**Jobs:**
1. Put this sentence from the article on indoor smoking bans into Spanish: "The volunteers, who are mostly retirees, are given transit vouchers for their inspection work."
2. From the listing, convert the lines into a numbered list without any blank lines, starting with the line containing "target: cat's nose" and going on through the line containing "rule: each instance of the cat's nose", both included.

**Page extract:**
* * * * *
The municipal-level rules mainly target public businesses such as restaurants, Internet bars, hotels and movie theaters, but do not focus on individual smokers, he said.
Yang Jie, deputy director of the Tobacco Control Office, explained that the city ban is similar to other bans around the world that mainly target businesses instead of smokers.
Zhang Dafan, director of the Shangcheng district health inspection institute in Hangzhou, Zhejiang province, said business owners who do not attempt to prevent smoking in their establishments are fined. Smokers, however, are warned on the first offense. A second warning prompts a fine.
Hangzhou enacted its ban against public indoor smoking on March 1, 2010. It has employed a public hotline service to deal with complaints or reports of smokers or businesses who ignore the ban.
Since then, it has issued 276 warnings and 94 tickets, mostly for businesses, Zhang said.
“It’s hard to catch and fine the individual” because it’s difficult to gather evidence against a smoker, he said.
If, for example, a smoker is reported through the hotline, that person will usually have left before inspectors arrive on the scene.
Yang Gonghuan, former deputy director of China CDC, said that effective law enforcement requires a broader system involving public supervision, surveillance, assessments, training of law enforcement and promotional campaigns.
“Currently, the bans on smoking have no teeth,” Yang said, adding that even law enforcement bodies don’t think smoking is a big deal.
She recommended improved public supervision, such as public hotlines to report offenses, and said that the “response and action of law enforcement to hotline reports should be regularly publicized to help raise public awareness”.
She also highlighted the need for more manpower and financial support to enforce the rules.
In Shanghai, city officials have taken a different tack: empowering the public. Tang Qiong, deputy director of Shanghai health improvement office, said the office has recruited volunteers to help in its efforts to curb indoor smoking.
Though the volunteers can’t enforce the law, they help with inspections of businesses and “high-risk” sites, she said.
“That has helped us to become more targeted in our enforcement efforts.”
The volunteers, who are mostly retirees, are given transit vouchers for their inspection work.
From January to September, volunteers had reported 156 violations, 64 of which led to fines for businesses. Since the city enacted its indoor smoking ban, 248 fines worth more than 335,000 yuan ($55,000) have been handed out.
Zhang Jingdong, who heads the tobacco control office in Harbin, said Shanghai’s innovations in enforcing the law are helpful. He also encouraged the public to take photos of indoor smokers.
“That would help with the collection of evidence for law enforcement,” he said.
Harbin, in Heilongjiang province, enacted its own ban in May.
“Our regulation doesn’t confront the tobacco industry and smokers directly but aims to protect nonsmokers’ health rights in public places,” he said.
So far, “no substantial progress” has been seen, he conceded.
Currently, five out of six districts in the city have smoking control offices. He said channels for public supervision of public indoor smoking will soon be established.
* * * * *
**Supplied entries:**
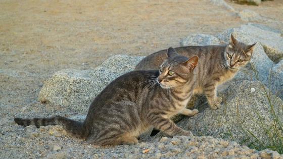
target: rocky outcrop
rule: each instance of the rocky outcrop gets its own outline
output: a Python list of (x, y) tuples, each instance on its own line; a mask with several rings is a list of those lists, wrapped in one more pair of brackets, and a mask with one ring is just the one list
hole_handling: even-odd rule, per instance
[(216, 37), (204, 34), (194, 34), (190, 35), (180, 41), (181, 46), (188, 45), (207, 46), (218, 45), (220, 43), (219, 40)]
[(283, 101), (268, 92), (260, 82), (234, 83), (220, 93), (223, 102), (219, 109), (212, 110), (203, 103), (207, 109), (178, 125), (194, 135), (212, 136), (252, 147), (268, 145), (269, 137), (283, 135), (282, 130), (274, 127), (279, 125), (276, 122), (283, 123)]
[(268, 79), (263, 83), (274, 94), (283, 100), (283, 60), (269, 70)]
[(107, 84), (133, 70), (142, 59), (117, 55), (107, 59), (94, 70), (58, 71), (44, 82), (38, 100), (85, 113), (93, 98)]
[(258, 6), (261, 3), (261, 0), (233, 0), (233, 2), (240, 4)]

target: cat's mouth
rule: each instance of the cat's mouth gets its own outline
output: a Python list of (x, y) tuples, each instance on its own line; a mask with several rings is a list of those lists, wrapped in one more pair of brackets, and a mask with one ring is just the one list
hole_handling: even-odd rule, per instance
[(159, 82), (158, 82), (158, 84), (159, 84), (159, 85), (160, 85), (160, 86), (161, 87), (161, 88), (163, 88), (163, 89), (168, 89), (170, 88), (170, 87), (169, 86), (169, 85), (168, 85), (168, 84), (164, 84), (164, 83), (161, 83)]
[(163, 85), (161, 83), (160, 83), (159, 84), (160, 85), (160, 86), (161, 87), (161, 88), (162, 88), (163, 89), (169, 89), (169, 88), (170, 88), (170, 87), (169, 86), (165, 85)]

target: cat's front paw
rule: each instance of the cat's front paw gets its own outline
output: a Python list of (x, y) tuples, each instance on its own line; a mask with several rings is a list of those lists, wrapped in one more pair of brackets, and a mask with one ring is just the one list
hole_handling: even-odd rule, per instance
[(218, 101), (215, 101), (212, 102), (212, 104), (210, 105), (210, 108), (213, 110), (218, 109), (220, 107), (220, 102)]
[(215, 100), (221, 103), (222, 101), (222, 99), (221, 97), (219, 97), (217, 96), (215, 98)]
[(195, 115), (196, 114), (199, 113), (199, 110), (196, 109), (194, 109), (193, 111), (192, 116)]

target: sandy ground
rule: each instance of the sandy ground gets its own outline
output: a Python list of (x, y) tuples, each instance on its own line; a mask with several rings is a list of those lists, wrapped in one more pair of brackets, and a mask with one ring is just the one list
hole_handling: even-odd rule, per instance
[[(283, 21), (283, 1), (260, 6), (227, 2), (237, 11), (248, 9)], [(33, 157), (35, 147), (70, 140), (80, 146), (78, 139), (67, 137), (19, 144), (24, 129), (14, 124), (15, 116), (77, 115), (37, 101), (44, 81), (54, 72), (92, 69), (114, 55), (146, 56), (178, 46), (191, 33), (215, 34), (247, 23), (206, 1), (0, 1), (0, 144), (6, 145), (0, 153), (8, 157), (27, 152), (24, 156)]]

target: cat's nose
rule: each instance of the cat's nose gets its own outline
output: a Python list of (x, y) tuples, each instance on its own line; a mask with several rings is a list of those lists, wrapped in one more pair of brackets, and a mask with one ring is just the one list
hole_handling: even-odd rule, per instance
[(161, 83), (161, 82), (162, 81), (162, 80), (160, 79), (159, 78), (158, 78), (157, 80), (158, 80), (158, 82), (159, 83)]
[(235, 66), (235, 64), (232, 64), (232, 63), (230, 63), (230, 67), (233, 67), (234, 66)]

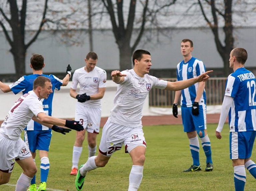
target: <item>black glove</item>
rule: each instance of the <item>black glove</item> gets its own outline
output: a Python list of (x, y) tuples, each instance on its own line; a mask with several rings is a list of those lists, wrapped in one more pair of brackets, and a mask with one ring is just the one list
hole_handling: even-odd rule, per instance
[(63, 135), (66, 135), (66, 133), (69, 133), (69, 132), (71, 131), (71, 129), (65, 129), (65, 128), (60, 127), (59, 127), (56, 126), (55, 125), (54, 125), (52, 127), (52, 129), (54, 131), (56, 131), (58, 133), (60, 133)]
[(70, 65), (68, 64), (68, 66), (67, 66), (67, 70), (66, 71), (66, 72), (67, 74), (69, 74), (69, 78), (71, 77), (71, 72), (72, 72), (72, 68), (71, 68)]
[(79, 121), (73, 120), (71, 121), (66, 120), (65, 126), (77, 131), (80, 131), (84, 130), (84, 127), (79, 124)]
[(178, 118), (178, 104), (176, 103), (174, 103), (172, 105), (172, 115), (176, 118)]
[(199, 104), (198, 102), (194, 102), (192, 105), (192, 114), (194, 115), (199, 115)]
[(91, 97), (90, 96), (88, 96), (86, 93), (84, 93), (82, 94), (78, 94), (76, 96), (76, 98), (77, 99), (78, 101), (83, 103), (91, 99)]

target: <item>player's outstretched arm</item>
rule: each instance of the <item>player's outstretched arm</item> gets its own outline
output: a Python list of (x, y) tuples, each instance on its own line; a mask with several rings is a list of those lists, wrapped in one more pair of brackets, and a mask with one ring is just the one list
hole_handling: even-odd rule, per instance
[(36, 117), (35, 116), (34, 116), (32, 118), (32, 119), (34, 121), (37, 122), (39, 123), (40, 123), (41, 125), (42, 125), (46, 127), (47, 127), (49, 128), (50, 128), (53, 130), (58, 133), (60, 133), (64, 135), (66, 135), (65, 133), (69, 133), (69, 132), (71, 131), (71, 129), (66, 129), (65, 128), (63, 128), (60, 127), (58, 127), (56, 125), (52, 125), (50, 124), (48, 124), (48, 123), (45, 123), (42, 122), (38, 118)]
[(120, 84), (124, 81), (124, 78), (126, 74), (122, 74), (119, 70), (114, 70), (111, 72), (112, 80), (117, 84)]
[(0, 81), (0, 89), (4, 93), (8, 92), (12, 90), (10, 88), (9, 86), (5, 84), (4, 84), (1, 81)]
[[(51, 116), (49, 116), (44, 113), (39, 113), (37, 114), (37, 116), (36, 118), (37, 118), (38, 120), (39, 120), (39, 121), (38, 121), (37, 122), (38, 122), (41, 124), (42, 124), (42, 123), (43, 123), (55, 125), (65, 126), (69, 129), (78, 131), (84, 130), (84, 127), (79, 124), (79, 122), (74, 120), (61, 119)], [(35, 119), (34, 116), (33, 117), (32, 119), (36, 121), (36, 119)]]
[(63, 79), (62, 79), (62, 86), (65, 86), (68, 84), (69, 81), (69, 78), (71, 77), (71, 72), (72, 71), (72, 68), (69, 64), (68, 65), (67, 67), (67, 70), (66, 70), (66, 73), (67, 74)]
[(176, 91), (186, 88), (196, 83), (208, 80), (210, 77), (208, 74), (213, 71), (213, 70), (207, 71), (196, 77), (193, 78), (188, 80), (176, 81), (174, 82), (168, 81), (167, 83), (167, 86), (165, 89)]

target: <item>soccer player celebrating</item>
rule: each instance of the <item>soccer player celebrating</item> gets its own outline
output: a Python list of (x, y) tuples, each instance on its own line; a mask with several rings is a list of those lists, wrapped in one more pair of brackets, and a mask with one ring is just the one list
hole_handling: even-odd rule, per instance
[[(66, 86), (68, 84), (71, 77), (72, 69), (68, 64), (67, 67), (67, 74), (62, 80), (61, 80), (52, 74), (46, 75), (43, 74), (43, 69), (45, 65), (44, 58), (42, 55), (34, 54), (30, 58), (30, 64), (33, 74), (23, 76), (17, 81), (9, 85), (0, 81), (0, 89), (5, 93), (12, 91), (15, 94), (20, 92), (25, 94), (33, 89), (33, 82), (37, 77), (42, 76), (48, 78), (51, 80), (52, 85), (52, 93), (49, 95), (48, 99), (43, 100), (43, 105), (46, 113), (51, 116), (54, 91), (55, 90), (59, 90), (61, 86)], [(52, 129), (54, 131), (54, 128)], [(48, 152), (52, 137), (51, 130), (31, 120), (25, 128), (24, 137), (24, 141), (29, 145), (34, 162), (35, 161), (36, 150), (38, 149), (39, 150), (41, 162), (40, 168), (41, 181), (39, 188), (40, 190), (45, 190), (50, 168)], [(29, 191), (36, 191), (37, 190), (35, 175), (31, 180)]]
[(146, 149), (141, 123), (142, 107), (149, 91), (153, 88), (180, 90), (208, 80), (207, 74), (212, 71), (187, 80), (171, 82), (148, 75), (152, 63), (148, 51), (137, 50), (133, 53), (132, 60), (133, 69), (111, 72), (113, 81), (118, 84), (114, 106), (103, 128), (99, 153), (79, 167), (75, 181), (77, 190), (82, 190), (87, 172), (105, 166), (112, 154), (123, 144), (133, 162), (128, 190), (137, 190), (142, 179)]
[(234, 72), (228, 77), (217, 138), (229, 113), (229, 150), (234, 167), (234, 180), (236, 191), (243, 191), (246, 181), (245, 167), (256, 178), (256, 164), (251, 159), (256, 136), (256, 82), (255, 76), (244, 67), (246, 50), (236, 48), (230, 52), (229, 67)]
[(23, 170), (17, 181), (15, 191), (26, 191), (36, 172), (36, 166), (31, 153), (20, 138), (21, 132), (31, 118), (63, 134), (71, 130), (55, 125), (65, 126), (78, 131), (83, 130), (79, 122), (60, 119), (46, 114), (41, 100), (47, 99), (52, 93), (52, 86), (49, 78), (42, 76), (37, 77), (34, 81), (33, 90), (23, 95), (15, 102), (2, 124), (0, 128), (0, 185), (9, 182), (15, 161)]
* * * * *
**In response:**
1. Los voluntarios, que en su mayoría son jubilados, reciben vales de transporte por su labor de inspección.

2.
1. target: cat's nose
2. rule: each instance of the cat's nose gets its own outline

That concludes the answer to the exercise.